REQUEST:
Copy out the stretch of the listing below, unchanged, from the line containing "Here's a bet: you won't be able to pinpoint the yellow" through the line containing "78 293 124 338", including both of those lines.

EXERCISE MATERIALS:
----

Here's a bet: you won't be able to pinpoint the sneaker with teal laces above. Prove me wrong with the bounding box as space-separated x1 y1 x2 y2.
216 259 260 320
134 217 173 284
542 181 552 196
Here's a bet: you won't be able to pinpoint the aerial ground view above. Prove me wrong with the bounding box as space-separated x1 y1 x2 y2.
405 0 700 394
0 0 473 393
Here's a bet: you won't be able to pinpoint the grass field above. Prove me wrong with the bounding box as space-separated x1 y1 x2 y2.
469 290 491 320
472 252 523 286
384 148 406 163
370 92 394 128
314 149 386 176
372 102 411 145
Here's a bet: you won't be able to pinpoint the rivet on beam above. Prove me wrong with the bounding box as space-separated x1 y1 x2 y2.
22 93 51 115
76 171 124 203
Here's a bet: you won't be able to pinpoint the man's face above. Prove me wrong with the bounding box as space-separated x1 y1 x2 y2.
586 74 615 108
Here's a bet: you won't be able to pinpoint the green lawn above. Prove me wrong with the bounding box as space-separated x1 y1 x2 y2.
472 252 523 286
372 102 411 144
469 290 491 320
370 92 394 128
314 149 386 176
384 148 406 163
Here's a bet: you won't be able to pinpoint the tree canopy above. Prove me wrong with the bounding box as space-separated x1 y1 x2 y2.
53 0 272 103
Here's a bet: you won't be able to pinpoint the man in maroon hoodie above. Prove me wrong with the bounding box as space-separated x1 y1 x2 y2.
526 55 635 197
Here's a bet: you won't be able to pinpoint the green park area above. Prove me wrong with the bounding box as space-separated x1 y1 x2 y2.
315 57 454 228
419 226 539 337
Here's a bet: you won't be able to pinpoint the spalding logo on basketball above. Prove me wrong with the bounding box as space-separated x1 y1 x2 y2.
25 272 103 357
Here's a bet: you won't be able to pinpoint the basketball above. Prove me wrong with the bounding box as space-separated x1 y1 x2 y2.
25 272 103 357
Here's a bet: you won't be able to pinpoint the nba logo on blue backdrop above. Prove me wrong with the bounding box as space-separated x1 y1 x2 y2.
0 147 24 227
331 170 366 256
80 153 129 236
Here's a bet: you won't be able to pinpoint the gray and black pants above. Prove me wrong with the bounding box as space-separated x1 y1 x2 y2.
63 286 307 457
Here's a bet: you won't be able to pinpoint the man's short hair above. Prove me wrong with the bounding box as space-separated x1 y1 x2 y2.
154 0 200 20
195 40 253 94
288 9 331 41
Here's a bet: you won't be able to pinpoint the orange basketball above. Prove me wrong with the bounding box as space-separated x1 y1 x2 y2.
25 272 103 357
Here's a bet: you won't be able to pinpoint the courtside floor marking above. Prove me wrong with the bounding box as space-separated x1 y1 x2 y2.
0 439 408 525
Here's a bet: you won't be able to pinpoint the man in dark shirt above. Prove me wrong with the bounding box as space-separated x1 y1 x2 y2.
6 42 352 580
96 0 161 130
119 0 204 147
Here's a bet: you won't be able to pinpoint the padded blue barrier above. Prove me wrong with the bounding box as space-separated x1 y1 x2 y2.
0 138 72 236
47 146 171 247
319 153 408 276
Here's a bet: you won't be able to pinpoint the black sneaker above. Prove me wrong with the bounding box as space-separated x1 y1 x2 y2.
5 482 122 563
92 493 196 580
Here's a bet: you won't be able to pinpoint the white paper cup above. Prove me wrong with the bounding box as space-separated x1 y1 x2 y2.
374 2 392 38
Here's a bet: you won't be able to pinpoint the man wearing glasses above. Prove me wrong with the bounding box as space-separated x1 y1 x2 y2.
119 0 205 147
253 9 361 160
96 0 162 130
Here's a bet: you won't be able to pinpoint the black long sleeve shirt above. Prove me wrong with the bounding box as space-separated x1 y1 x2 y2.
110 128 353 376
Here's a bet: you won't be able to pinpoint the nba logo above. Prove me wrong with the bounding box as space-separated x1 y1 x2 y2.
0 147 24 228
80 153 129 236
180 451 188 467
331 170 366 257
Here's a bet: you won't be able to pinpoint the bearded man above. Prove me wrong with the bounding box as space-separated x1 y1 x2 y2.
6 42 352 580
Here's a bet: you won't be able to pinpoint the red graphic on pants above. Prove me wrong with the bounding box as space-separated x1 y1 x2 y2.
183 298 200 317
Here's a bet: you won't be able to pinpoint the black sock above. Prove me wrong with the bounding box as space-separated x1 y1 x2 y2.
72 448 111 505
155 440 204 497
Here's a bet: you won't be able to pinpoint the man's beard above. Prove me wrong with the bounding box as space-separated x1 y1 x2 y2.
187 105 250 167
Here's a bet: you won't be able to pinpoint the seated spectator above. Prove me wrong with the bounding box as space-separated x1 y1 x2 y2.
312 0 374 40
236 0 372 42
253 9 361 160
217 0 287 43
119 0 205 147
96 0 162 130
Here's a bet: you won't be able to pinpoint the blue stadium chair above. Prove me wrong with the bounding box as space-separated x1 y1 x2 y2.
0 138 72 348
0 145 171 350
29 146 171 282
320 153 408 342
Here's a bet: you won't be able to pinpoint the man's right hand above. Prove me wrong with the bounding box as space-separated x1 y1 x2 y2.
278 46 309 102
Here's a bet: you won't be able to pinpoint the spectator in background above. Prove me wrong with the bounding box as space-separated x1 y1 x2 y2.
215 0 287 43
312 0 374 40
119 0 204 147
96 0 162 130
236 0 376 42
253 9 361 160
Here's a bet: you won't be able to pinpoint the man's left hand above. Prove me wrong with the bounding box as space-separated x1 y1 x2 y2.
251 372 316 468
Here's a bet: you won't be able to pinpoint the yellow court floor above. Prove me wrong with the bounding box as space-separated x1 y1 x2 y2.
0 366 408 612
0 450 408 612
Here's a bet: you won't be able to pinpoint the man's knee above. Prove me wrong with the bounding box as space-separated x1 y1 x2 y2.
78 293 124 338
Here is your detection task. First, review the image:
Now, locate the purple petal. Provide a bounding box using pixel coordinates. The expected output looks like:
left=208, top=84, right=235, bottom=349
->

----

RESPONSE TO THIS EXERCISE:
Here's a bet: you won't be able to pinpoint the yellow court floor above. Prove me wrong with the bounding box as space-separated x1 y1 x2 y2.
0 366 408 612
0 450 408 612
Here's a bet: you won't be able to pinpoint the man's knee above. Prove me wrong with the bounding box as space-separated x1 y1 x2 y2.
78 293 124 338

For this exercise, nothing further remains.